**TASK DIRECTIONS**: Copy out every line of the material below that contains the string "ceiling". Letter case counts.

'''

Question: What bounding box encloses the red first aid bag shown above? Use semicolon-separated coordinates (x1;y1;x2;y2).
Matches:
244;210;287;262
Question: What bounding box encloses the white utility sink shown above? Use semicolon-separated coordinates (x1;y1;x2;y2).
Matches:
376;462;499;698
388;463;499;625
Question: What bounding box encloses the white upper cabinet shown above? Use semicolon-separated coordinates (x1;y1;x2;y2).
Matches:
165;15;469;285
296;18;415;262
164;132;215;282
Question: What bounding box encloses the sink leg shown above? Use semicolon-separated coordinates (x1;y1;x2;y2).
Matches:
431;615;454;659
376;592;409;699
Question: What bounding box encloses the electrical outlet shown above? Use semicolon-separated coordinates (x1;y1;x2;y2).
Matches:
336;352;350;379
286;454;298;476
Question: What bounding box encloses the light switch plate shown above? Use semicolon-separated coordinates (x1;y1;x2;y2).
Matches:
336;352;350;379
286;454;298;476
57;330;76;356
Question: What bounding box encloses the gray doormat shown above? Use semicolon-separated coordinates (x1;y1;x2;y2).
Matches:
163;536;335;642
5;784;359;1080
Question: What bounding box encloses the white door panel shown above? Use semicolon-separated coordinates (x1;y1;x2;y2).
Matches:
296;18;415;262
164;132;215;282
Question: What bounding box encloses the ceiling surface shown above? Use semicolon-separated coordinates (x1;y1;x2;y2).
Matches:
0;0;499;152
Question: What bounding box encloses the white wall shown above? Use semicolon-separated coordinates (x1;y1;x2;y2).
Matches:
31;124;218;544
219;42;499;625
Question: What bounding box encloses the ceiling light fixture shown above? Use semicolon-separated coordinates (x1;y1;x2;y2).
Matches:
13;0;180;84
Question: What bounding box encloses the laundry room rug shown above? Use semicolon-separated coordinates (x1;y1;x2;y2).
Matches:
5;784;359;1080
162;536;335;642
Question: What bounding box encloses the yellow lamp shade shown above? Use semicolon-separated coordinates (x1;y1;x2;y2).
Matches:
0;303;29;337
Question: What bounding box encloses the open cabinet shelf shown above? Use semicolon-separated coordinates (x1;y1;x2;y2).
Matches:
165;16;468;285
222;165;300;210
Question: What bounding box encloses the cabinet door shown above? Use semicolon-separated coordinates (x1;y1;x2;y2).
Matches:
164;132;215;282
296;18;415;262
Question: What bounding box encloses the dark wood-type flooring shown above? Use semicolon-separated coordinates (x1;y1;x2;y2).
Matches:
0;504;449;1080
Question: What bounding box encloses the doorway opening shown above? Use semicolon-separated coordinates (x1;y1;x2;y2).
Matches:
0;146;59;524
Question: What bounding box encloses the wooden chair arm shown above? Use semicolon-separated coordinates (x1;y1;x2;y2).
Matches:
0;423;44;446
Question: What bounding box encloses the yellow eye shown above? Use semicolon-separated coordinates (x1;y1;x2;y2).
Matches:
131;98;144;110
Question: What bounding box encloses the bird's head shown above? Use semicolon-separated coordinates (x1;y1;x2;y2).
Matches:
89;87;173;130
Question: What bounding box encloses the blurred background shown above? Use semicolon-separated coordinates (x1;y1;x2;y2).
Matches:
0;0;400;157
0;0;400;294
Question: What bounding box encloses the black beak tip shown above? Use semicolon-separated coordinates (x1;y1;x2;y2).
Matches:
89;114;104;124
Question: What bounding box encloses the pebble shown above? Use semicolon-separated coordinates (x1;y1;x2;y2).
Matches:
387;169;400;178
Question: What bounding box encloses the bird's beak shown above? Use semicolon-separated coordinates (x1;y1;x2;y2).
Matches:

'''

**SOLUTION**:
Question: What bounding box encloses the ceiling surface shown above? Use semicolon-separated coordinates (x1;y1;x2;y2).
Question: What bounding box encloses the ceiling light fixture shown above? Use semicolon-separated coordinates (x1;y1;x2;y2).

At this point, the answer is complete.